[Recorded data]
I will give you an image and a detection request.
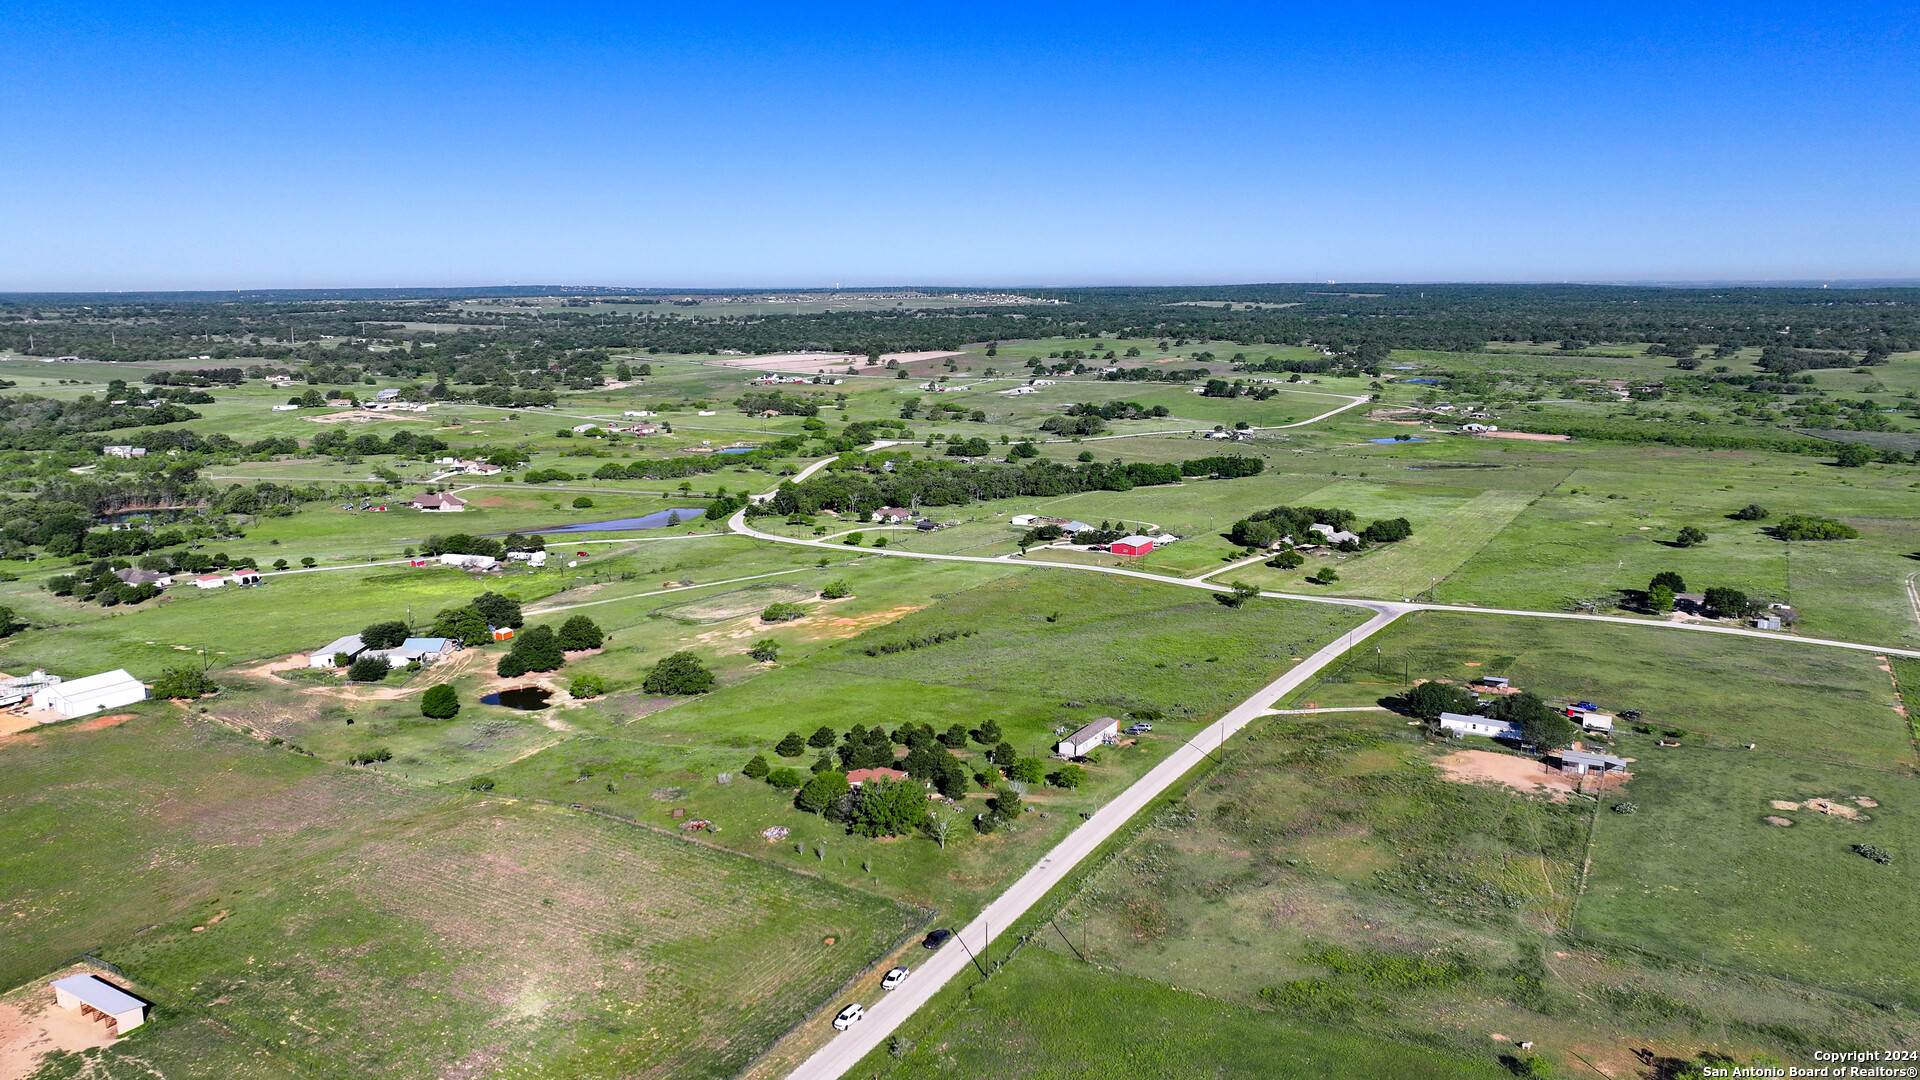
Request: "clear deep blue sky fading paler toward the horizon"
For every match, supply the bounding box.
[0,0,1920,290]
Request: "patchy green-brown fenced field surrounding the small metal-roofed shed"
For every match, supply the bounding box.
[0,705,924,1078]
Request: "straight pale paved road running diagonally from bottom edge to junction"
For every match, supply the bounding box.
[791,605,1405,1080]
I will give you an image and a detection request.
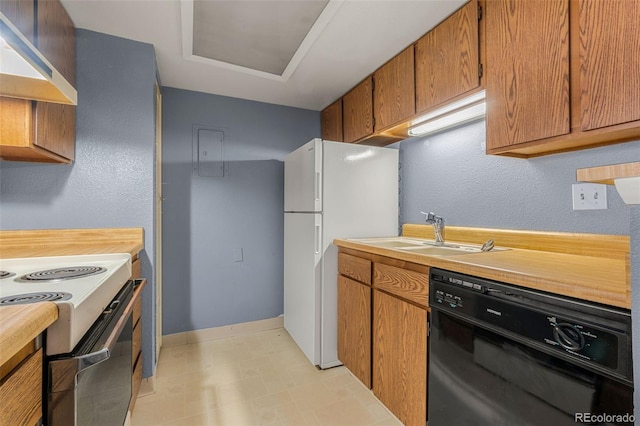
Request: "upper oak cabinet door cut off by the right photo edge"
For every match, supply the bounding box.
[579,0,640,130]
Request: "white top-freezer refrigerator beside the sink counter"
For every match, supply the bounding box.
[284,139,398,368]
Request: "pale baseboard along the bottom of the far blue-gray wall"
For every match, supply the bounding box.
[162,316,284,348]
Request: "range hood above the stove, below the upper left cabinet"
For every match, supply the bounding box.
[0,12,78,105]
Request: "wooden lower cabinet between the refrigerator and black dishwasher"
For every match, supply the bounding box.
[338,249,429,426]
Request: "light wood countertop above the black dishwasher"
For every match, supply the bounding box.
[334,225,631,309]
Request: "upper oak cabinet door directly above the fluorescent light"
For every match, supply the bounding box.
[415,0,480,113]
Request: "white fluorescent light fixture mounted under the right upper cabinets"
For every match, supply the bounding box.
[409,90,487,136]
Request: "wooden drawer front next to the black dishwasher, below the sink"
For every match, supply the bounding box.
[373,263,429,307]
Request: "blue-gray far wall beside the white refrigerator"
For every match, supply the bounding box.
[162,88,320,334]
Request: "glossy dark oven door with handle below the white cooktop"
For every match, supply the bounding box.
[47,281,134,426]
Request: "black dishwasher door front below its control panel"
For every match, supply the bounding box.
[428,307,633,426]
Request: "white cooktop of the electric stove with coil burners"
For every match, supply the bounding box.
[0,253,131,355]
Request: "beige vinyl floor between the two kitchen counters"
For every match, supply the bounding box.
[131,328,401,426]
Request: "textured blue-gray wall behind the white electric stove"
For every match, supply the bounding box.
[0,29,156,377]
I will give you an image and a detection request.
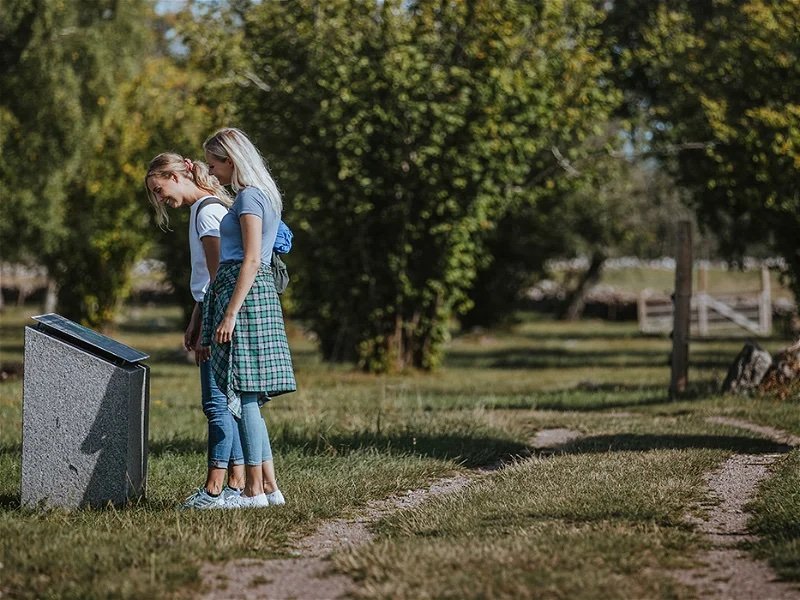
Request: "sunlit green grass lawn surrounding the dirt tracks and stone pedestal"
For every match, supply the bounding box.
[0,308,800,598]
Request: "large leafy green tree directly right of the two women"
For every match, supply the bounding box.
[189,0,616,371]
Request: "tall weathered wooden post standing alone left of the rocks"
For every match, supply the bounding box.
[669,221,692,398]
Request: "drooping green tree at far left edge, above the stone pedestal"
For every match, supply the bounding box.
[0,0,142,259]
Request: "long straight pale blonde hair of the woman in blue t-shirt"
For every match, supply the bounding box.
[203,127,283,215]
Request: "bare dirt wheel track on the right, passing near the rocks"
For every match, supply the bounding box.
[677,417,800,600]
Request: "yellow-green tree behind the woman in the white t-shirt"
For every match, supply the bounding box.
[51,57,222,327]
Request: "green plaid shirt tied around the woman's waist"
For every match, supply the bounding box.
[202,263,297,418]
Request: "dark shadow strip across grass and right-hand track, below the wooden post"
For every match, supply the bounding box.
[558,433,792,454]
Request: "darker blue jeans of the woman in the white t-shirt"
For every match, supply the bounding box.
[200,361,244,469]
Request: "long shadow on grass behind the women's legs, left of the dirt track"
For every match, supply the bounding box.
[149,431,530,468]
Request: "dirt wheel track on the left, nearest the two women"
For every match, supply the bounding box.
[197,429,581,600]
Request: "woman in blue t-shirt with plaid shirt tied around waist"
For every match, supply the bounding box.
[202,128,297,508]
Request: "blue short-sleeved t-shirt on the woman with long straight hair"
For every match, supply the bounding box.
[219,186,281,264]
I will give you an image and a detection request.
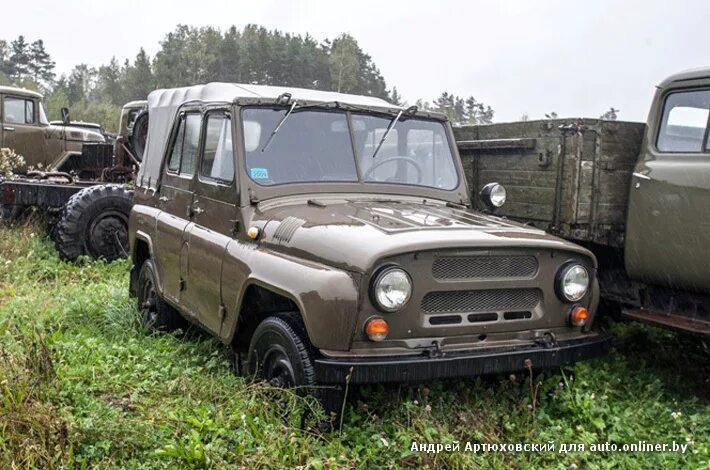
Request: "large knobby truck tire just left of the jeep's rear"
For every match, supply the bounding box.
[54,184,133,261]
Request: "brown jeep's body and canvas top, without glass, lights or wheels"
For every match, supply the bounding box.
[129,84,608,383]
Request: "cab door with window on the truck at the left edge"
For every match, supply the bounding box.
[2,95,49,166]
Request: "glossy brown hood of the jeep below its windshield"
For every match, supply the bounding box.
[251,196,593,272]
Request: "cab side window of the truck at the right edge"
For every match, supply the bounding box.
[656,90,710,152]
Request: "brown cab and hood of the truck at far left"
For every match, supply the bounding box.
[0,86,105,171]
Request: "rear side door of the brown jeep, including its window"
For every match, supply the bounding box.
[155,111,202,302]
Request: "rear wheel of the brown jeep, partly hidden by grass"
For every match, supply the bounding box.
[137,259,187,332]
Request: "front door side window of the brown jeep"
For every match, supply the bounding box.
[200,113,234,183]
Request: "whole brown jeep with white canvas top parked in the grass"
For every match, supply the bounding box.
[129,83,609,406]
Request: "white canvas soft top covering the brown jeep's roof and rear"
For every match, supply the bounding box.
[137,83,401,189]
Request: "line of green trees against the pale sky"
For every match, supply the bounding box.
[0,25,494,131]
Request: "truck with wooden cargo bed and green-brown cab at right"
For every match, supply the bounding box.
[454,69,710,335]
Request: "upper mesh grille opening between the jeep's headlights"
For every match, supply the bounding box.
[432,255,537,279]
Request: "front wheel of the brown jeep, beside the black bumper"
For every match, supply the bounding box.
[247,314,343,413]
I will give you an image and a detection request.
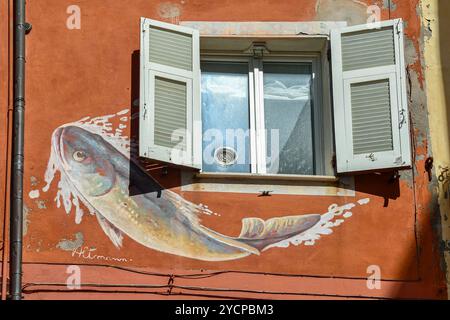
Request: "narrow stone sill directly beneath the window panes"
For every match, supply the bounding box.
[195,172,339,182]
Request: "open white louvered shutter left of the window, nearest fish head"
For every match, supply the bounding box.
[139,18,201,168]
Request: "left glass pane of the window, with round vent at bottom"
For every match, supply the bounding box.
[202,62,250,172]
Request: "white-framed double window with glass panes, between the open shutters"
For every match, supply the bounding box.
[201,57,323,175]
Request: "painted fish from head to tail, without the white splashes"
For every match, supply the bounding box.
[44,126,320,261]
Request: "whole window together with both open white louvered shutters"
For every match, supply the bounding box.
[139,18,411,176]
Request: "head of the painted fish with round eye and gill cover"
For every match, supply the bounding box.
[52,126,116,197]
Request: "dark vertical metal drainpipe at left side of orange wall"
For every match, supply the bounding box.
[9,0,31,300]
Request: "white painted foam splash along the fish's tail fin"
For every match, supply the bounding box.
[265,198,370,250]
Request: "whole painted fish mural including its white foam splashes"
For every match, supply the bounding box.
[37,110,369,261]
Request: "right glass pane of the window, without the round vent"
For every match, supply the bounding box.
[263,63,315,175]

◆ Exercise directions
Search the entries for the word "nearest" and copy every line that holds it.

◆ Written solution
Request: "dirt wheel track on the left, nearest the two women"
Request: "open white louvered shutter left of the window, nearest fish head"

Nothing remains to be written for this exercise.